[Location identification items]
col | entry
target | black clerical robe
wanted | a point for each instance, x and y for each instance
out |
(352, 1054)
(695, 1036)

▶ **The exercise**:
Write out all of the records above word for word, keeping every line unchanged.

▶ **Output below**:
col | entry
target | black clerical robe
wanted | a point for each instance, x and y for each instance
out |
(352, 1054)
(695, 1036)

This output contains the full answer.